# [Records supplied]
○ ○ ○ ○ ○

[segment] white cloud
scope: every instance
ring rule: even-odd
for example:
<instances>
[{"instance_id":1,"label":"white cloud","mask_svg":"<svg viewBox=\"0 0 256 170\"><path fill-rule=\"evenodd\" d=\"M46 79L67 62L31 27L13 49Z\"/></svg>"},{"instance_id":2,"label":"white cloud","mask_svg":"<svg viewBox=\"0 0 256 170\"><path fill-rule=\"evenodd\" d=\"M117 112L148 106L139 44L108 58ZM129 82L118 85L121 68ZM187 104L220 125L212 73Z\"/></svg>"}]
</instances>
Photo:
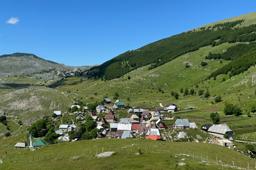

○ ○ ○ ○ ○

# [Directive]
Please rewrite all the records, changing "white cloud" to "gray cloud" and leaving everything else the same. Omit the pictures from your answer.

# [Response to this exercise]
[segment] gray cloud
scope: every instance
ring rule: even-odd
for example:
<instances>
[{"instance_id":1,"label":"gray cloud","mask_svg":"<svg viewBox=\"0 0 256 170\"><path fill-rule=\"evenodd\" d=\"M46 79L67 62L31 27L13 49Z\"/></svg>"},{"instance_id":2,"label":"gray cloud","mask_svg":"<svg viewBox=\"0 0 256 170\"><path fill-rule=\"evenodd\" d=\"M117 112L148 106L139 44L108 58ZM129 82L118 85L121 68ZM187 104L220 125L212 73Z\"/></svg>"}]
</instances>
Photo:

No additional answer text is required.